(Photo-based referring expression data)
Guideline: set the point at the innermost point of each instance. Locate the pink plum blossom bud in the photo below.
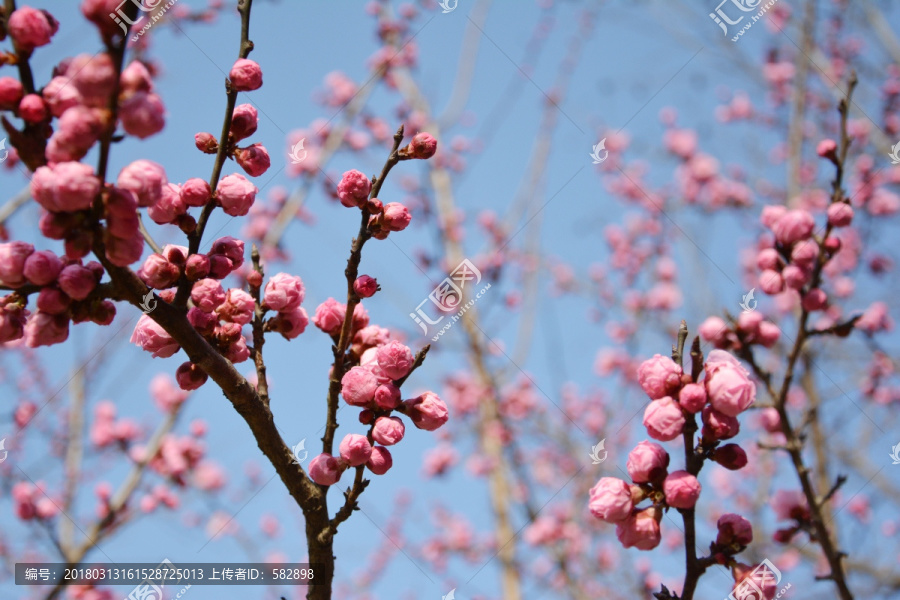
(692, 397)
(195, 192)
(840, 214)
(380, 461)
(730, 456)
(146, 179)
(142, 115)
(207, 294)
(610, 500)
(284, 293)
(659, 376)
(253, 159)
(663, 419)
(396, 216)
(33, 109)
(237, 308)
(387, 396)
(718, 426)
(245, 75)
(365, 286)
(65, 187)
(728, 384)
(30, 28)
(647, 462)
(794, 226)
(354, 188)
(11, 93)
(395, 359)
(815, 299)
(236, 195)
(733, 529)
(13, 256)
(158, 273)
(358, 386)
(325, 469)
(244, 122)
(427, 411)
(771, 282)
(329, 316)
(41, 267)
(43, 329)
(151, 337)
(290, 324)
(423, 145)
(640, 530)
(206, 142)
(355, 449)
(681, 489)
(388, 430)
(77, 281)
(827, 149)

▸ **Instructions for the task**
Can the entries above be repeated exactly, without their pictures?

▸ **Answer to this problem**
Guideline: set the point at the innermost point of each instance. Locate the pink plum blossom bud in the photo below.
(692, 397)
(195, 192)
(840, 214)
(380, 461)
(730, 456)
(146, 179)
(142, 115)
(207, 294)
(610, 500)
(284, 293)
(659, 376)
(253, 159)
(663, 419)
(396, 216)
(33, 109)
(237, 308)
(387, 396)
(718, 426)
(245, 75)
(365, 286)
(65, 187)
(728, 384)
(30, 28)
(647, 462)
(794, 226)
(354, 188)
(11, 93)
(395, 359)
(815, 299)
(236, 195)
(733, 529)
(13, 256)
(158, 273)
(358, 386)
(325, 469)
(244, 122)
(427, 411)
(771, 282)
(329, 316)
(41, 267)
(43, 329)
(151, 337)
(290, 324)
(423, 145)
(640, 530)
(206, 142)
(355, 449)
(681, 489)
(388, 430)
(77, 281)
(827, 149)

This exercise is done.